* SET PROBLEM A
How many lines of the entries contain the string "dark"? Case counts. Give only the number.

Check if the module is running on Databricks.

Returns:

True if the module is running on Databricks notebook, False otherwise.

Return type:

bool

recommenders.utils.notebook_utils.is_jupyter()[source]#

Check if the module is running on Jupyter notebook/console.

Returns:

True if the module is running on Jupyter notebook or Jupyter console, False otherwise.

Return type:

bool

recommenders.utils.notebook_utils.read_notebook(path)[source]#

Read the metadata stored in the notebook’s output source code.

Parameters:

path (str) – Path to the notebook.

Returns:

Dictionary of data stored in the notebook.

Return type:

dict

recommenders.utils.notebook_utils.store_metadata(name, value)[source]#

Store data in the notebook’s output source code.

Parameters:
  • name (str) – Name of the data.

  • value (int,float,str) – Value of the data.

recommenders.utils.notebook_memory_management.pre_run_cell()[source]#

Capture current time before we execute the current command

recommenders.utils.notebook_memory_management.start_watching_memory()[source]#

Register memory profiling tools to IPython instance.

recommenders.utils.notebook_memory_management.stop_watching_memory()[source]#

Unregister memory profiling tools from IPython instance.

recommenders.utils.notebook_memory_management.watch_memory()[source]#

Bring in the global memory usage value from the previous iteration

Python utilities#

recommenders.utils.python_utils.binarize(a, threshold)[source]#

Binarize the values.

Parameters:
  • a (numpy.ndarray) – Input array that needs to be binarized.

  • threshold (float) – Threshold below which all values are set to 0, else 1.

Returns:

Binarized array.

Return type:

numpy.ndarray

recommenders.utils.python_utils.cosine_similarity(cooccurrence)[source]#

Helper method to calculate the Cosine similarity of a matrix of co-occurrences.

Cosine similarity can be interpreted as the angle between the i-th and j-th item.

Parameters:

cooccurrence (numpy.ndarray) – The symmetric matrix of co-occurrences of items.

Returns:

The matrix of cosine similarity between any two items.

Return type:

numpy.ndarray

recommenders.utils.python_utils.exponential_decay(value, max_val, half_life)[source]#

Compute decay factor for a given value based on an exponential decay.

Values greater than max_val will be set to 1.

Parameters:
  • value (numeric) – Value to calculate decay factor

  • max_val (numeric) – Value at which decay factor will be 1

  • half_life (numeric) – Value at which decay factor will be 0.5

Returns:

Decay factor

Return type:

float

recommenders.utils.python_utils.get_top_k_scored_items(scores, top_k, sort_top_k=False)[source]#

Extract top K items from a matrix of scores for each user-item pair, optionally sort results per user.

Parameters:
  • scores (numpy.ndarray) – Score matrix (users x items).

  • top_k (int) – Number of top items to recommend.

  • sort_top_k (bool) – Flag to sort top k results.

Returns:

  • Indices into score matrix for each user’s top items.

  • Scores corresponding to top items.

Return type:

numpy.ndarray, numpy.ndarray

recommenders.utils.python_utils.inclusion_index(cooccurrence)[source]#

Helper method to calculate the Inclusion Index of a matrix of co-occurrences.

Inclusion index measures the overlap between items.

* INFORMATION PROVIDED

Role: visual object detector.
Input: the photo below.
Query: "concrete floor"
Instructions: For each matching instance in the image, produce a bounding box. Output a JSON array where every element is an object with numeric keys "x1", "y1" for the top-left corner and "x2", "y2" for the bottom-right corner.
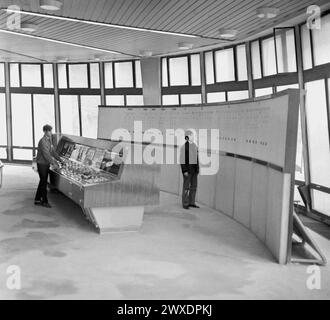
[{"x1": 0, "y1": 166, "x2": 330, "y2": 299}]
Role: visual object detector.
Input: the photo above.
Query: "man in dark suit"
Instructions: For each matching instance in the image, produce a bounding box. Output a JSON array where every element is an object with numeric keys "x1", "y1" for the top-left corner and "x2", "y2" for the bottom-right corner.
[
  {"x1": 34, "y1": 125, "x2": 62, "y2": 208},
  {"x1": 180, "y1": 130, "x2": 199, "y2": 209}
]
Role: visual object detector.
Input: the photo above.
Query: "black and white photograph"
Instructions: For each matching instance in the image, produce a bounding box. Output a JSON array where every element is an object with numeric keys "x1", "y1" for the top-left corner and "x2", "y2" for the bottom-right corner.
[{"x1": 0, "y1": 0, "x2": 330, "y2": 304}]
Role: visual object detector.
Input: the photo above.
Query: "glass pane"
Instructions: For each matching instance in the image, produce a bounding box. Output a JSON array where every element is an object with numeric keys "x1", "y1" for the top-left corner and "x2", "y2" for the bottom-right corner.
[
  {"x1": 236, "y1": 44, "x2": 247, "y2": 81},
  {"x1": 190, "y1": 54, "x2": 201, "y2": 86},
  {"x1": 276, "y1": 29, "x2": 297, "y2": 73},
  {"x1": 301, "y1": 24, "x2": 313, "y2": 70},
  {"x1": 207, "y1": 92, "x2": 226, "y2": 103},
  {"x1": 205, "y1": 51, "x2": 215, "y2": 84},
  {"x1": 181, "y1": 94, "x2": 202, "y2": 104},
  {"x1": 89, "y1": 63, "x2": 100, "y2": 89},
  {"x1": 44, "y1": 64, "x2": 54, "y2": 88},
  {"x1": 11, "y1": 94, "x2": 33, "y2": 147},
  {"x1": 115, "y1": 61, "x2": 133, "y2": 88},
  {"x1": 162, "y1": 58, "x2": 168, "y2": 87},
  {"x1": 169, "y1": 57, "x2": 189, "y2": 86},
  {"x1": 276, "y1": 84, "x2": 299, "y2": 92},
  {"x1": 33, "y1": 94, "x2": 56, "y2": 146},
  {"x1": 163, "y1": 94, "x2": 179, "y2": 106},
  {"x1": 60, "y1": 95, "x2": 80, "y2": 136},
  {"x1": 21, "y1": 64, "x2": 41, "y2": 87},
  {"x1": 228, "y1": 90, "x2": 249, "y2": 101},
  {"x1": 312, "y1": 190, "x2": 330, "y2": 217},
  {"x1": 57, "y1": 64, "x2": 68, "y2": 89},
  {"x1": 81, "y1": 96, "x2": 101, "y2": 139},
  {"x1": 215, "y1": 48, "x2": 235, "y2": 82},
  {"x1": 13, "y1": 149, "x2": 33, "y2": 161},
  {"x1": 306, "y1": 80, "x2": 330, "y2": 187},
  {"x1": 104, "y1": 63, "x2": 113, "y2": 89},
  {"x1": 0, "y1": 148, "x2": 8, "y2": 160},
  {"x1": 313, "y1": 14, "x2": 330, "y2": 65},
  {"x1": 255, "y1": 87, "x2": 273, "y2": 98},
  {"x1": 261, "y1": 37, "x2": 276, "y2": 76},
  {"x1": 69, "y1": 64, "x2": 88, "y2": 88},
  {"x1": 10, "y1": 63, "x2": 20, "y2": 87},
  {"x1": 251, "y1": 41, "x2": 261, "y2": 79},
  {"x1": 0, "y1": 63, "x2": 6, "y2": 87},
  {"x1": 106, "y1": 95, "x2": 125, "y2": 106},
  {"x1": 135, "y1": 61, "x2": 142, "y2": 88},
  {"x1": 0, "y1": 93, "x2": 7, "y2": 146},
  {"x1": 126, "y1": 95, "x2": 144, "y2": 106}
]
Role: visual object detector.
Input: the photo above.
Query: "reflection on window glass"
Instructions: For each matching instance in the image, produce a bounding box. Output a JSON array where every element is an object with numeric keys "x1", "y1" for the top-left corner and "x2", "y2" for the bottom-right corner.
[
  {"x1": 0, "y1": 93, "x2": 7, "y2": 146},
  {"x1": 251, "y1": 41, "x2": 261, "y2": 79},
  {"x1": 215, "y1": 48, "x2": 235, "y2": 82},
  {"x1": 69, "y1": 64, "x2": 88, "y2": 88},
  {"x1": 306, "y1": 80, "x2": 330, "y2": 187},
  {"x1": 255, "y1": 87, "x2": 273, "y2": 98},
  {"x1": 43, "y1": 64, "x2": 54, "y2": 88},
  {"x1": 81, "y1": 96, "x2": 101, "y2": 139},
  {"x1": 10, "y1": 63, "x2": 20, "y2": 88},
  {"x1": 106, "y1": 95, "x2": 125, "y2": 106},
  {"x1": 135, "y1": 60, "x2": 142, "y2": 88},
  {"x1": 205, "y1": 51, "x2": 215, "y2": 84},
  {"x1": 181, "y1": 94, "x2": 202, "y2": 104},
  {"x1": 13, "y1": 149, "x2": 33, "y2": 161},
  {"x1": 0, "y1": 148, "x2": 8, "y2": 160},
  {"x1": 115, "y1": 61, "x2": 133, "y2": 88},
  {"x1": 228, "y1": 90, "x2": 249, "y2": 101},
  {"x1": 190, "y1": 54, "x2": 201, "y2": 86},
  {"x1": 163, "y1": 94, "x2": 179, "y2": 106},
  {"x1": 60, "y1": 95, "x2": 80, "y2": 136},
  {"x1": 312, "y1": 14, "x2": 330, "y2": 65},
  {"x1": 236, "y1": 44, "x2": 247, "y2": 81},
  {"x1": 261, "y1": 37, "x2": 276, "y2": 76},
  {"x1": 89, "y1": 63, "x2": 100, "y2": 89},
  {"x1": 104, "y1": 63, "x2": 113, "y2": 89},
  {"x1": 57, "y1": 64, "x2": 68, "y2": 89},
  {"x1": 11, "y1": 94, "x2": 33, "y2": 147},
  {"x1": 312, "y1": 190, "x2": 330, "y2": 217},
  {"x1": 207, "y1": 92, "x2": 226, "y2": 103},
  {"x1": 0, "y1": 63, "x2": 6, "y2": 87},
  {"x1": 276, "y1": 28, "x2": 297, "y2": 73},
  {"x1": 301, "y1": 24, "x2": 313, "y2": 70},
  {"x1": 21, "y1": 64, "x2": 41, "y2": 87},
  {"x1": 126, "y1": 95, "x2": 144, "y2": 106},
  {"x1": 162, "y1": 58, "x2": 168, "y2": 87},
  {"x1": 169, "y1": 57, "x2": 189, "y2": 86},
  {"x1": 33, "y1": 94, "x2": 56, "y2": 146}
]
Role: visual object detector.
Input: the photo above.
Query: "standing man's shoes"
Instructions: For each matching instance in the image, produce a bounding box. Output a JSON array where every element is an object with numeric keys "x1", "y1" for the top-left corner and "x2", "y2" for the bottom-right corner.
[
  {"x1": 189, "y1": 204, "x2": 199, "y2": 209},
  {"x1": 41, "y1": 203, "x2": 52, "y2": 209}
]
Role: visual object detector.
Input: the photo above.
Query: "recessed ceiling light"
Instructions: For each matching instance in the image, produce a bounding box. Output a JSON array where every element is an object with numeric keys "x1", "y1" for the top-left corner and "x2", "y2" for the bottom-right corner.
[
  {"x1": 140, "y1": 50, "x2": 152, "y2": 57},
  {"x1": 257, "y1": 7, "x2": 280, "y2": 19},
  {"x1": 219, "y1": 28, "x2": 238, "y2": 39},
  {"x1": 178, "y1": 42, "x2": 194, "y2": 50},
  {"x1": 20, "y1": 22, "x2": 38, "y2": 32},
  {"x1": 40, "y1": 0, "x2": 63, "y2": 11}
]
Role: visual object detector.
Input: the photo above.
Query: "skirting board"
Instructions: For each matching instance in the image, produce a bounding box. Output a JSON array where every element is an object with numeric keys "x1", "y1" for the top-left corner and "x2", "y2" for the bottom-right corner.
[{"x1": 84, "y1": 207, "x2": 144, "y2": 234}]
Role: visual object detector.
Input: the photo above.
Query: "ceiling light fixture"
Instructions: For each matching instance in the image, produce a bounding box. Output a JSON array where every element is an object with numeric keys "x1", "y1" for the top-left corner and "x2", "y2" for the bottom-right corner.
[
  {"x1": 257, "y1": 7, "x2": 280, "y2": 19},
  {"x1": 40, "y1": 0, "x2": 63, "y2": 11},
  {"x1": 0, "y1": 9, "x2": 199, "y2": 38},
  {"x1": 219, "y1": 28, "x2": 238, "y2": 39},
  {"x1": 20, "y1": 22, "x2": 38, "y2": 32},
  {"x1": 0, "y1": 29, "x2": 127, "y2": 56},
  {"x1": 178, "y1": 42, "x2": 194, "y2": 50}
]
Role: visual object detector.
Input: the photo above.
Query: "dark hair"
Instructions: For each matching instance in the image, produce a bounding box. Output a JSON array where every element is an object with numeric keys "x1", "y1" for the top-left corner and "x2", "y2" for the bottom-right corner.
[{"x1": 42, "y1": 124, "x2": 53, "y2": 132}]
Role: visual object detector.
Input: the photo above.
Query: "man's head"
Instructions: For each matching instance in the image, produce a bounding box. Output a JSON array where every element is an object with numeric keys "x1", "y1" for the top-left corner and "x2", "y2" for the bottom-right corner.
[{"x1": 42, "y1": 124, "x2": 53, "y2": 138}]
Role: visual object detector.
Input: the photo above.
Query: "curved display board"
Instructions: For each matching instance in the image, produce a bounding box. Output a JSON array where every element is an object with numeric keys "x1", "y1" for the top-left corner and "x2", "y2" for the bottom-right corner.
[{"x1": 98, "y1": 89, "x2": 300, "y2": 263}]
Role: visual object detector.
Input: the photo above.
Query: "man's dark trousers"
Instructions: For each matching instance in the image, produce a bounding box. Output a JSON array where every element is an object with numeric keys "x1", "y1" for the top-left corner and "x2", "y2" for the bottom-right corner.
[
  {"x1": 35, "y1": 163, "x2": 50, "y2": 203},
  {"x1": 182, "y1": 172, "x2": 198, "y2": 207}
]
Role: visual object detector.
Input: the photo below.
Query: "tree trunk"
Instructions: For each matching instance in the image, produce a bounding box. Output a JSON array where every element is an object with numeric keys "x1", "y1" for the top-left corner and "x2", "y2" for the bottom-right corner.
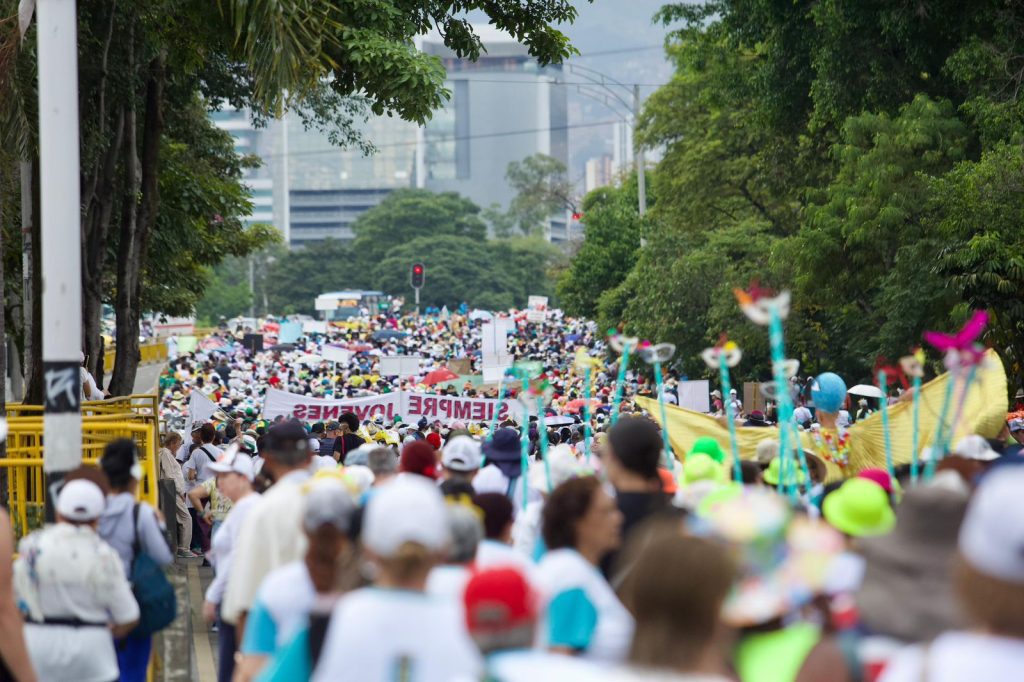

* SET PROBLEM B
In the utilities documentation, which functions belong to the notebook_memory_management module? List their names.

* WRITTEN REPLY A
3

* WRITTEN REPLY B
pre_run_cell
start_watching_memory
stop_watching_memory
watch_memory